→ Set task
Pick out each row below that contains the word "open", with uppercase and lowercase letters matching, and copy those rows in full.
········
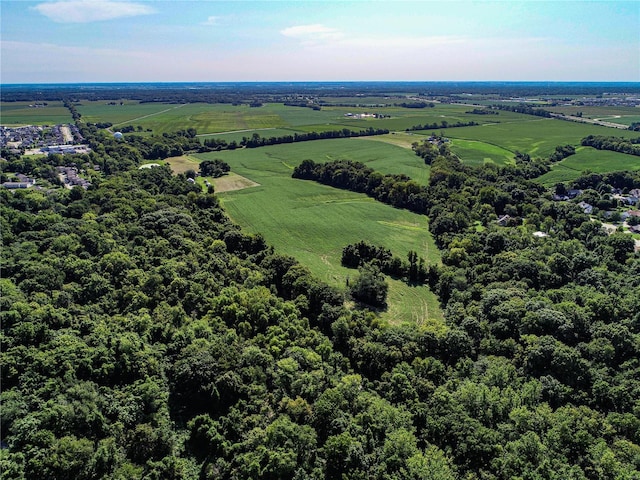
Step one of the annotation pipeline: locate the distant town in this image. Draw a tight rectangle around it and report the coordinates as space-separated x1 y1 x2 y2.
0 124 95 190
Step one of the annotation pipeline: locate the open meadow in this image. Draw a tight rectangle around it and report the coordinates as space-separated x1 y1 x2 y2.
0 102 73 126
197 139 442 323
537 147 640 187
424 116 638 161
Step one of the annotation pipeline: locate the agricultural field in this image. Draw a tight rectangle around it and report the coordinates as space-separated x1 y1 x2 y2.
537 147 640 187
451 138 514 167
432 116 638 161
197 139 442 323
0 102 73 126
545 105 640 125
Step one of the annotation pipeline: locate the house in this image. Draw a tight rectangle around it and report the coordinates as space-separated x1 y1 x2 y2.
567 189 582 198
578 202 593 215
497 215 511 227
2 182 32 190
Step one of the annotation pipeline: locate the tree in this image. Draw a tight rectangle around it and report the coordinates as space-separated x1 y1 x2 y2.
200 158 231 178
351 264 389 308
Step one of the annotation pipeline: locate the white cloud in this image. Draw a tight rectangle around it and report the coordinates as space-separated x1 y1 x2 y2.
280 24 466 50
280 23 344 41
201 16 220 25
33 0 155 23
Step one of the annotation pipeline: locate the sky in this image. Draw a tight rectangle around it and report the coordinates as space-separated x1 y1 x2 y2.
0 0 640 84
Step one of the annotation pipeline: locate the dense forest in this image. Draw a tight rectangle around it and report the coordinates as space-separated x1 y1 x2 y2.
········
→ Solved exercise
Step one of the annotation pipeline: locate the open meadow in this image. Draw a tight rectangle around it and report the coordinates as space-separated x1 y1 x2 y2.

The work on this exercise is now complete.